Photo-based referring expression data:
= Beginning of Section =

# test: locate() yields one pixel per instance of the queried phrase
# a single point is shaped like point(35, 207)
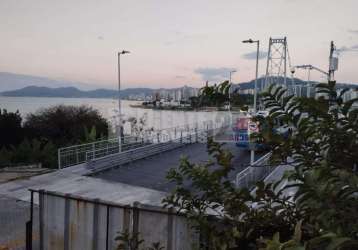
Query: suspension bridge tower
point(278, 59)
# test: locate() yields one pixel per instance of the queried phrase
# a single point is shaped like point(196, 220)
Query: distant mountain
point(11, 81)
point(36, 91)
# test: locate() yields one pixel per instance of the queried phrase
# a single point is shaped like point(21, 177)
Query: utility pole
point(120, 132)
point(231, 72)
point(252, 152)
point(333, 62)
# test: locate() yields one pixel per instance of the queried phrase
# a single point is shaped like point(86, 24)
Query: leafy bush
point(65, 125)
point(322, 147)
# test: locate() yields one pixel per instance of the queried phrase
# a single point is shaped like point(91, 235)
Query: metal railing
point(103, 163)
point(77, 154)
point(254, 173)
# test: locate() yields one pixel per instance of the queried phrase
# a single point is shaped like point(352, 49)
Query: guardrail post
point(59, 158)
point(196, 134)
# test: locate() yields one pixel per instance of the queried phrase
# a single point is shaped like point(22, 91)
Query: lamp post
point(231, 72)
point(252, 157)
point(120, 129)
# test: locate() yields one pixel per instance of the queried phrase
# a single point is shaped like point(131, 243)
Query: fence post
point(170, 229)
point(196, 134)
point(59, 158)
point(30, 223)
point(135, 218)
point(66, 236)
point(41, 218)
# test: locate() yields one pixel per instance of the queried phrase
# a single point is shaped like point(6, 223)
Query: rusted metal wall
point(70, 222)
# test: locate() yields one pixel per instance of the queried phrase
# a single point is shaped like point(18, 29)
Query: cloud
point(213, 74)
point(353, 48)
point(181, 37)
point(252, 55)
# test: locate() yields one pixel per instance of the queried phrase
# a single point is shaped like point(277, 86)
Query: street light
point(120, 130)
point(231, 72)
point(252, 158)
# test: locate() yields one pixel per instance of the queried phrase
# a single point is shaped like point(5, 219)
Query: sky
point(172, 42)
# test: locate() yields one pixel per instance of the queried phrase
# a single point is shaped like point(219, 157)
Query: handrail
point(76, 154)
point(255, 172)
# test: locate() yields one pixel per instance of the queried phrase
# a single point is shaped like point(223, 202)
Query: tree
point(65, 125)
point(215, 95)
point(11, 132)
point(321, 214)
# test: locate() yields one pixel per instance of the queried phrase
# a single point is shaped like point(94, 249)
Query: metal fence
point(254, 173)
point(69, 222)
point(77, 154)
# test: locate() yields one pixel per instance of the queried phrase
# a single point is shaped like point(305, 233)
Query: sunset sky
point(172, 42)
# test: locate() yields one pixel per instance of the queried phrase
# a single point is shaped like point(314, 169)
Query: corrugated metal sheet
point(71, 223)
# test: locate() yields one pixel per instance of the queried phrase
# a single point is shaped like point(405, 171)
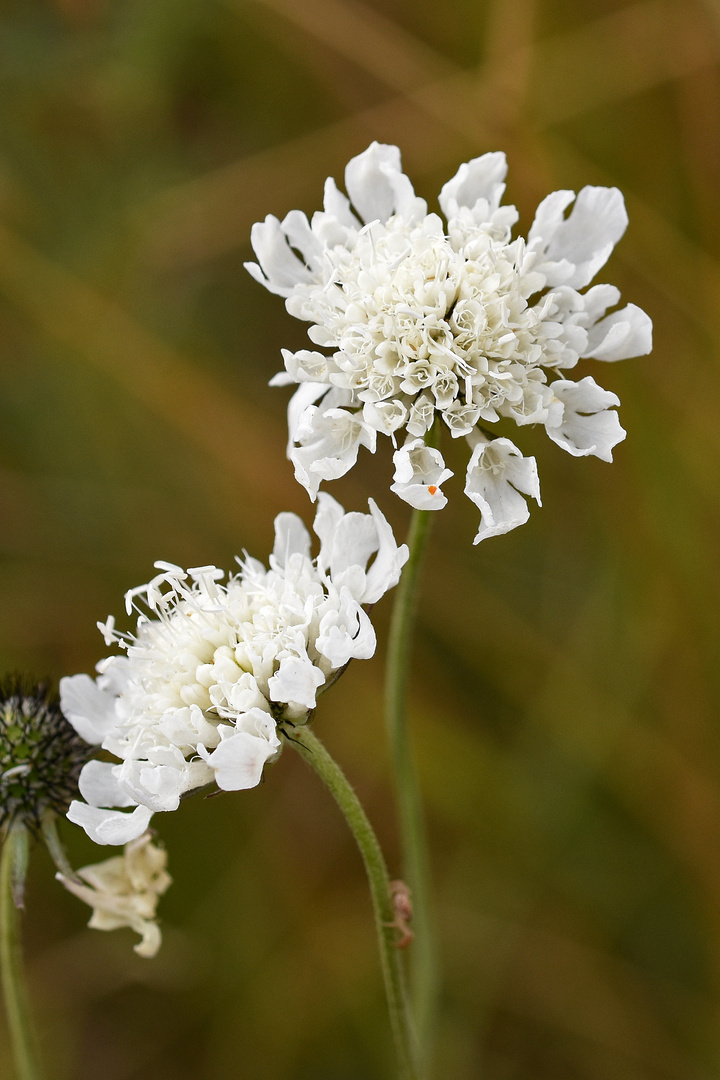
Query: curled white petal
point(328, 445)
point(585, 239)
point(99, 785)
point(239, 759)
point(123, 891)
point(296, 682)
point(477, 186)
point(378, 187)
point(621, 335)
point(498, 478)
point(110, 826)
point(89, 707)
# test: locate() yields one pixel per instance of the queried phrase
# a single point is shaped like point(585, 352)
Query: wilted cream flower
point(214, 670)
point(421, 321)
point(123, 891)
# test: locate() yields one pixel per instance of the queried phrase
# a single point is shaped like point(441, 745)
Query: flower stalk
point(13, 863)
point(423, 972)
point(314, 753)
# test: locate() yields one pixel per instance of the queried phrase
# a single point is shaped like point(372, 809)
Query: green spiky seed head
point(41, 754)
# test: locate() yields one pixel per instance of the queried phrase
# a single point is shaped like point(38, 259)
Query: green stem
point(23, 1039)
point(423, 973)
point(314, 753)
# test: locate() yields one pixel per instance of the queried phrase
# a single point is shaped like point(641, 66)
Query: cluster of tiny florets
point(41, 754)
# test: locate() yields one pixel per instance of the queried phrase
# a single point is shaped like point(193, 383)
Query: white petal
point(338, 205)
point(587, 237)
point(345, 633)
point(378, 187)
point(91, 711)
point(479, 180)
point(109, 826)
point(623, 334)
point(497, 475)
point(328, 515)
point(291, 538)
point(385, 570)
point(238, 761)
point(329, 442)
point(296, 682)
point(280, 269)
point(587, 424)
point(99, 785)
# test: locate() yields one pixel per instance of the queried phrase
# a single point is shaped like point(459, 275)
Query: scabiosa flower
point(422, 321)
point(215, 671)
point(123, 891)
point(41, 755)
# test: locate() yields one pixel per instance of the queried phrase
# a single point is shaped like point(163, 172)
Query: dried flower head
point(41, 755)
point(123, 891)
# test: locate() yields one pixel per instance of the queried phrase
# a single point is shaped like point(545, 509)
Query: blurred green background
point(566, 683)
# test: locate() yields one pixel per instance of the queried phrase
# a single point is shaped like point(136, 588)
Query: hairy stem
point(423, 972)
point(314, 753)
point(13, 861)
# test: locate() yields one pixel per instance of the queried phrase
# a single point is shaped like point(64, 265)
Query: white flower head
point(216, 666)
point(123, 891)
point(420, 320)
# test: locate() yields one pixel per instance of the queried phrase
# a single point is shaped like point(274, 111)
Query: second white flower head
point(214, 667)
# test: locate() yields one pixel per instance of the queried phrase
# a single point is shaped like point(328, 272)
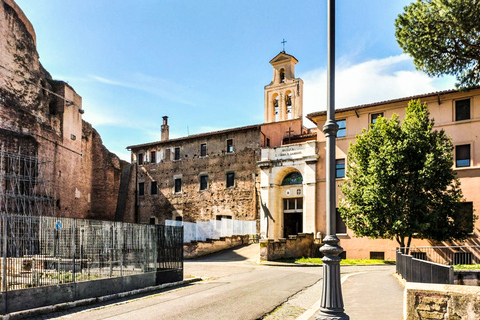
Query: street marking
point(314, 308)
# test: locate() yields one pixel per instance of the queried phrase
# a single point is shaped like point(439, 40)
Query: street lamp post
point(331, 303)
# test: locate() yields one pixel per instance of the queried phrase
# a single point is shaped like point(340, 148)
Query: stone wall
point(192, 204)
point(197, 249)
point(42, 117)
point(298, 246)
point(437, 301)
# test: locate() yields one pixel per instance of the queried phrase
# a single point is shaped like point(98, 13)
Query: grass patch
point(344, 262)
point(467, 267)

= End of Section =

> [TASK TO COMPLETE]
Write out the entries above verbatim, without pictures.

> [YOUR SOLUTION]
# test: locate() yields one pixel per instance of the queried phrase
# a single point is shaped like point(35, 207)
Query: suspension bridge tower
point(278, 59)
# test: locate() yields one pixel per instance of the queried phrase
# a single point is shaped like point(196, 220)
Query: distant mountain
point(11, 81)
point(36, 91)
# test: locate() yields one pixel per instance of the queried phrase
# a single point is shaped like point(21, 177)
Query: utility pole
point(120, 132)
point(231, 72)
point(252, 152)
point(333, 62)
# test: locate() yields one pixel per instance of the queried phrase
# a single point is shaped like point(86, 24)
Query: leafy bush
point(65, 125)
point(322, 147)
# test: locate() yields one pixel per instance of the queried phrase
# a single point is shaped like point(91, 235)
Query: metal railing
point(103, 163)
point(77, 154)
point(254, 173)
# test: locate() yields one pixel per instance of the queried phrase
# a single point is shaped like point(352, 49)
Query: guardrail post
point(59, 158)
point(196, 134)
# test: locate() yields one pixel per instance of the queried phrase
# a single point is shaped like point(22, 91)
Query: lamp post
point(231, 72)
point(252, 157)
point(120, 129)
# test: locate() yields one pixel per instance of the queried phrase
# a single point is shaped like point(131, 243)
Query: fence post
point(170, 229)
point(196, 134)
point(59, 158)
point(30, 223)
point(135, 218)
point(66, 236)
point(41, 218)
# test: locate() yields one pixel per instance of the queried phrase
# a single point is shaped like point(6, 223)
Query: rusted metal wall
point(70, 222)
# test: locate() yields one pixel per instance of the queried phrase
# a single point is shaped like point(18, 29)
Query: cloud
point(213, 74)
point(353, 48)
point(181, 37)
point(252, 55)
# test: locate() yields one pixel per instance of the queried phrase
# a single point is shaped like point(277, 86)
Query: street light
point(120, 130)
point(231, 72)
point(252, 158)
# test: locate() yields one pixel per instance of the queried phrase
# a single point is shaped like point(5, 219)
Query: sky
point(172, 42)
# test: locate() yields one pixel per instance of the queried phrase
# a single point is shaped like point(219, 157)
Query: handrail
point(76, 154)
point(255, 172)
# test: locate() yields one pixel per instance of the queried phrase
# a single point is shaped like point(223, 202)
Query: tree
point(65, 125)
point(215, 95)
point(11, 132)
point(321, 214)
# test: locate() yields one pixel per instance of the queried phrase
# a single point is shaped like point(94, 249)
Query: metal fence
point(254, 173)
point(69, 222)
point(77, 154)
# test: locate() yields one pixel per instance of the queried phrase
# a single point is shaped like point(305, 233)
Query: sunset sky
point(172, 42)
# test: locate() yields one pixel per instance of the queried phrase
# a single point is shaped like point(314, 169)
Query: corrugated metal sheet
point(71, 223)
# test: locate() yields one pixel per instance of the queried phrase
# a single point is shaped like point(405, 171)
Query: curled white petal
point(328, 445)
point(585, 239)
point(99, 785)
point(239, 759)
point(123, 891)
point(296, 682)
point(477, 186)
point(378, 187)
point(621, 335)
point(498, 478)
point(110, 826)
point(89, 707)
# test: locate() yields one pixel per instance of the queried phrase
# a single point is shaped like point(585, 352)
Query: wilted cream flower
point(214, 670)
point(421, 321)
point(123, 891)
# test: locate() yields one pixel per instance of the queried phrase
# a single point is shaped like point(441, 745)
Query: flower stalk
point(13, 863)
point(423, 972)
point(314, 753)
# test: locate() yields one pixel per instance of the queried phrase
# a single point is shaped like point(372, 809)
Query: green spiky seed head
point(41, 754)
# test: locate() yields one pixel per instance of the queried phrase
# a single point is shaped like point(38, 259)
Query: green stem
point(23, 1039)
point(423, 973)
point(314, 753)
# test: locate() yields one pixel per instance of the queried phrase
# a single point is shaped like point(641, 66)
Query: cluster of tiny florets
point(41, 754)
# test: locate() yields one pixel per instance of the queried phrase
# a single point is shaped like point(193, 383)
Query: white petal
point(338, 205)
point(587, 237)
point(345, 633)
point(378, 187)
point(91, 711)
point(479, 180)
point(109, 826)
point(623, 334)
point(497, 475)
point(328, 515)
point(291, 538)
point(385, 570)
point(238, 761)
point(329, 442)
point(296, 682)
point(280, 269)
point(587, 424)
point(99, 785)
# test: locate() yields one pixel per instance of the queried phrase
# a single point is shaped like point(459, 275)
Query: scabiosa flower
point(422, 321)
point(215, 671)
point(123, 891)
point(41, 755)
# test: locate() yields one pixel per instance of the queried phrase
# a single point is shaped like point(163, 172)
Query: dried flower head
point(41, 755)
point(123, 891)
# test: locate() yields one pixel per instance of the queried phrase
# a single point is shaped like point(545, 509)
Query: blurred green background
point(566, 683)
# test: locate() yields one pixel per instance of the queried phrase
# a single point is shaped like point(136, 588)
Query: hairy stem
point(423, 972)
point(314, 753)
point(13, 861)
# test: locate() yields one pixel per instance of the queried phrase
# a single point is shaped like point(64, 265)
Query: white flower head
point(216, 666)
point(123, 891)
point(420, 320)
# test: locate() yields one pixel per instance of the queried phrase
# a single point is shaped like point(274, 111)
Query: second white flower head
point(214, 667)
# test: locate() yields one pixel per instance of the queried phrase
# a single point is shaped like point(328, 272)
Query: street marking
point(314, 308)
# test: locate() yields one pixel per instance of the queried phrase
# a single point is shaped like point(439, 40)
Query: street lamp post
point(331, 303)
# test: locate() yields one pixel per instance of the queried phrase
# a single point is shaped like point(340, 148)
Query: stone wall
point(192, 204)
point(197, 249)
point(42, 117)
point(298, 246)
point(437, 301)
# test: locate() yields one pixel per instance of the queried phrase
# a single point is shaped like point(98, 13)
Query: grass patch
point(344, 262)
point(467, 267)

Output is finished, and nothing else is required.